_What you have to do:_
An exact copy of the lines from the one containing "410L162 406L159 403L158" through the final line of the records is the only acceptable answer.
________________________________________
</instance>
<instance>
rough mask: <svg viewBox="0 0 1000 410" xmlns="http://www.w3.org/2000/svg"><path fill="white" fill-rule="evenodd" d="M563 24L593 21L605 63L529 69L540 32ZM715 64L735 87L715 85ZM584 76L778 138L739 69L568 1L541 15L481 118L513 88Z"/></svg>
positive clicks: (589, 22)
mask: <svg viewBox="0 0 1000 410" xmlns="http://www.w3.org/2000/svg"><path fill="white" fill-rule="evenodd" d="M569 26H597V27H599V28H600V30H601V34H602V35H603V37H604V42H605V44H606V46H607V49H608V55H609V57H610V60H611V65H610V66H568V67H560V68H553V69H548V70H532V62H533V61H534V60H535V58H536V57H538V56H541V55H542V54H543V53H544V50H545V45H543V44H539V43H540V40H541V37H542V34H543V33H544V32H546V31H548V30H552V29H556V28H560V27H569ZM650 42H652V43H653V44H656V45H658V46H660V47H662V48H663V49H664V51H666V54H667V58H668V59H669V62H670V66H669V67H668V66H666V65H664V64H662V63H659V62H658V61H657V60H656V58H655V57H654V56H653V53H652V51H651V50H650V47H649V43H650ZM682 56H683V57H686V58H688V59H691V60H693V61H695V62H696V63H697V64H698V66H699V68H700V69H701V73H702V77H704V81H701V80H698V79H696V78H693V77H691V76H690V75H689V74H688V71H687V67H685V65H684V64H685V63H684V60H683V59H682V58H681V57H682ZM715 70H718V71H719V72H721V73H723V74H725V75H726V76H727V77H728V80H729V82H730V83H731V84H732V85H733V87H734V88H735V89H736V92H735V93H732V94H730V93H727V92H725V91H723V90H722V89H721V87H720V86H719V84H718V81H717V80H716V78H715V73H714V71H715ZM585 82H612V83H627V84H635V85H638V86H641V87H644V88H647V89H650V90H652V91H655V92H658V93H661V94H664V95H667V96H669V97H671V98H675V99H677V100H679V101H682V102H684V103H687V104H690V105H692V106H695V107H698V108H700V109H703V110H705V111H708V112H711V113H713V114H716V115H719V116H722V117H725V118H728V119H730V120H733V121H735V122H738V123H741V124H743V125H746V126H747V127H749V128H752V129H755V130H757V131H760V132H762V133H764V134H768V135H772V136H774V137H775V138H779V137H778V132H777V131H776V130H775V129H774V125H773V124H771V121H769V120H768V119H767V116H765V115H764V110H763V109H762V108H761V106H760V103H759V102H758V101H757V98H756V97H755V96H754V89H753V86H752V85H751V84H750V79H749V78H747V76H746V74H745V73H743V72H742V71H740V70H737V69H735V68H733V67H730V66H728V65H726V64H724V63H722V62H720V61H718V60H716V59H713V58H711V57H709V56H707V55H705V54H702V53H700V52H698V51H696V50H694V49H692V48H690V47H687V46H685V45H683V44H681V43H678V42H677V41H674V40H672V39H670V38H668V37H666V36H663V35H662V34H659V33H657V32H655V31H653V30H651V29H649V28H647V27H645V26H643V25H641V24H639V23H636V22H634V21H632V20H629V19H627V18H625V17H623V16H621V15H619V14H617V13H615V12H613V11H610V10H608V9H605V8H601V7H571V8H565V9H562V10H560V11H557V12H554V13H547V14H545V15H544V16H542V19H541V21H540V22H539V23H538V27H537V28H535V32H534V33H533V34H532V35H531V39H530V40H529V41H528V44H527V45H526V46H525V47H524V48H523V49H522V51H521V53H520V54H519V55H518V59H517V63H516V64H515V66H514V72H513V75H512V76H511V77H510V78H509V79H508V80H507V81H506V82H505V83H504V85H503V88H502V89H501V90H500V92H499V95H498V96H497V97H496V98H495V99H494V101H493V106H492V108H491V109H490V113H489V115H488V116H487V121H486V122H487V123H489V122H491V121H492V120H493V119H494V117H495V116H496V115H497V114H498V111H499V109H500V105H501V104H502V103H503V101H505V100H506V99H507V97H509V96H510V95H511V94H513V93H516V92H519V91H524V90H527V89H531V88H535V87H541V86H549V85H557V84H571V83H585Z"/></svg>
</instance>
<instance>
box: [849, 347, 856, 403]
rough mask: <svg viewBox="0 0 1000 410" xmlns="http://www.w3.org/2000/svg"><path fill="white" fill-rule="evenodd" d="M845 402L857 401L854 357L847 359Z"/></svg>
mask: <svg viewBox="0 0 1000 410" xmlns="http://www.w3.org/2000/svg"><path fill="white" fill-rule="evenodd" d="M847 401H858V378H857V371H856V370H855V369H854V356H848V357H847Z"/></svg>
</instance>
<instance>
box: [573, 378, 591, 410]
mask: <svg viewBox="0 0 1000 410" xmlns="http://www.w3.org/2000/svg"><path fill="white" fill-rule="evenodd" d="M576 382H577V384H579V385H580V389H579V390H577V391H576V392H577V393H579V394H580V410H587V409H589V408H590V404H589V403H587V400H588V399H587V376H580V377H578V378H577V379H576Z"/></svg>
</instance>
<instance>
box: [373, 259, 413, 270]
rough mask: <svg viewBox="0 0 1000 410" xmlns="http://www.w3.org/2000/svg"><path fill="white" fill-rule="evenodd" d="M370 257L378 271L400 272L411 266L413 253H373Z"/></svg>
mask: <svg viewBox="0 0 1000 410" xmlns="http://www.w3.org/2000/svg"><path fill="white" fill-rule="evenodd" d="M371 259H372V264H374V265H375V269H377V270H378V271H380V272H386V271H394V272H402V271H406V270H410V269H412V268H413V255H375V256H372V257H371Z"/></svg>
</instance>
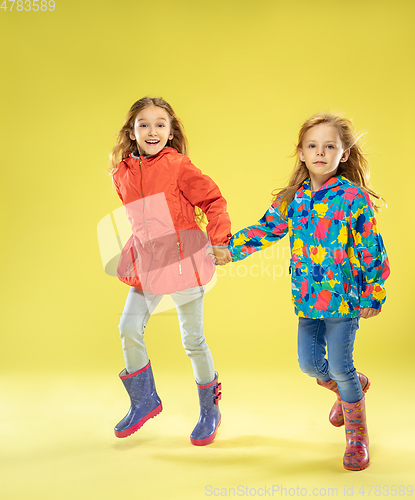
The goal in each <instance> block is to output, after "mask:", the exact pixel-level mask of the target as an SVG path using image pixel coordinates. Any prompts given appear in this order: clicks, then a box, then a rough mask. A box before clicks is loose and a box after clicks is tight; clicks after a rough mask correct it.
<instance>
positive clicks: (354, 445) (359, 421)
mask: <svg viewBox="0 0 415 500" xmlns="http://www.w3.org/2000/svg"><path fill="white" fill-rule="evenodd" d="M342 406H343V414H344V418H345V422H344V425H345V430H346V451H345V452H344V457H343V467H344V468H345V469H347V470H354V471H355V470H363V469H366V467H368V466H369V435H368V432H367V424H366V408H365V396H364V395H363V398H362V399H361V400H360V401H358V402H357V403H346V402H345V401H342Z"/></svg>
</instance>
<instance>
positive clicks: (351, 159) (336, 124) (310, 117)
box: [272, 113, 382, 213]
mask: <svg viewBox="0 0 415 500" xmlns="http://www.w3.org/2000/svg"><path fill="white" fill-rule="evenodd" d="M322 123H325V124H327V125H332V126H334V127H336V129H337V131H338V133H339V136H340V140H341V142H342V146H343V149H345V150H346V149H350V155H349V158H348V159H347V161H345V162H341V163H339V167H338V169H337V172H336V175H342V176H344V177H346V178H347V179H349V181H351V182H353V183H354V184H356V186H359V187H360V188H362V189H363V190H364V191H366V193H368V194H369V195H370V196H372V197H373V198H376V199H378V200H380V199H382V197H381V196H380V195H379V194H377V193H376V192H375V191H374V190H373V188H372V186H371V184H370V171H369V163H368V161H367V159H366V158H365V156H364V154H363V151H362V147H361V144H360V142H359V141H360V139H361V137H362V135H363V134H357V133H356V132H355V130H354V127H353V124H352V122H351V121H350V120H348V119H347V118H344V117H343V116H341V115H338V114H332V113H319V114H316V115H313V116H311V117H310V118H308V120H306V121H305V122H304V123H303V125H302V126H301V128H300V132H299V134H298V143H297V146H296V149H295V152H294V154H293V156H295V158H296V164H295V167H294V171H293V173H292V174H291V177H290V180H289V182H288V186H286V187H284V188H282V189H275V190H274V191H272V195H273V199H274V200H275V199H276V198H280V199H281V207H282V210H283V212H284V213H286V211H287V209H288V205H289V204H290V203H291V202H292V200H293V199H294V196H295V193H296V192H297V190H298V189H299V187H300V186H301V185H302V183H303V182H304V181H305V180H306V179H308V178H309V177H310V175H309V172H308V169H307V167H306V164H305V162H303V161H301V158H300V156H299V154H298V149H302V147H303V139H304V136H305V134H306V133H307V132H308V131H309V130H310V129H311V128H312V127H315V126H316V125H320V124H322ZM373 207H374V209H375V210H376V211H378V210H379V208H380V207H379V206H377V205H376V204H373Z"/></svg>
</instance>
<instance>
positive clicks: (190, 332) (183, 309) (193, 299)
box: [118, 286, 215, 385]
mask: <svg viewBox="0 0 415 500" xmlns="http://www.w3.org/2000/svg"><path fill="white" fill-rule="evenodd" d="M171 297H172V299H173V301H174V303H175V306H176V309H177V315H178V318H179V326H180V332H181V337H182V344H183V347H184V349H185V351H186V354H187V356H188V357H189V359H190V361H191V363H192V368H193V373H194V376H195V379H196V382H197V383H198V384H201V385H203V384H208V383H209V382H212V380H214V379H215V368H214V364H213V358H212V354H211V352H210V349H209V346H208V344H207V342H206V340H205V336H204V330H203V302H204V297H205V289H204V287H195V288H188V289H187V290H183V291H181V292H175V293H172V294H171ZM162 298H163V295H154V294H152V293H150V292H143V291H141V290H137V289H136V288H134V287H133V286H132V287H131V288H130V291H129V293H128V296H127V300H126V302H125V307H124V311H123V313H122V316H121V320H120V324H119V325H118V327H119V329H120V338H121V345H122V349H123V354H124V360H125V367H126V369H127V371H128V373H134V372H135V371H137V370H140V369H141V368H143V367H144V366H145V365H146V364H147V363H148V361H149V358H148V354H147V349H146V346H145V343H144V331H145V328H146V326H147V323H148V320H149V318H150V316H151V314H152V312H153V311H154V310H155V308H156V307H157V304H158V303H159V302H160V301H161V299H162Z"/></svg>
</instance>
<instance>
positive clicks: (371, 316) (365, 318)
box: [359, 307, 380, 319]
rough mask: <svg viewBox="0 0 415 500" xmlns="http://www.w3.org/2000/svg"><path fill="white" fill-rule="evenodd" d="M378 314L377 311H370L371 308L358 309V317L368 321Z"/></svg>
mask: <svg viewBox="0 0 415 500" xmlns="http://www.w3.org/2000/svg"><path fill="white" fill-rule="evenodd" d="M379 313H380V310H379V309H372V308H371V307H363V309H360V314H359V316H360V317H361V318H365V319H369V318H374V317H375V316H377V315H378V314H379Z"/></svg>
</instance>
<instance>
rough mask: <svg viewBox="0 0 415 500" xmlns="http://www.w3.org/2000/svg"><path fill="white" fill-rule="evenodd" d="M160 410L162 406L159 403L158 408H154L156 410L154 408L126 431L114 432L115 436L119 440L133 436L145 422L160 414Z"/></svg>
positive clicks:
________________________________________
_Answer space:_
rough mask: <svg viewBox="0 0 415 500" xmlns="http://www.w3.org/2000/svg"><path fill="white" fill-rule="evenodd" d="M160 410L162 406L159 403L158 408H154L156 410L154 408L126 431L114 432L115 436L119 440L133 436L145 422L160 414Z"/></svg>
positive clicks:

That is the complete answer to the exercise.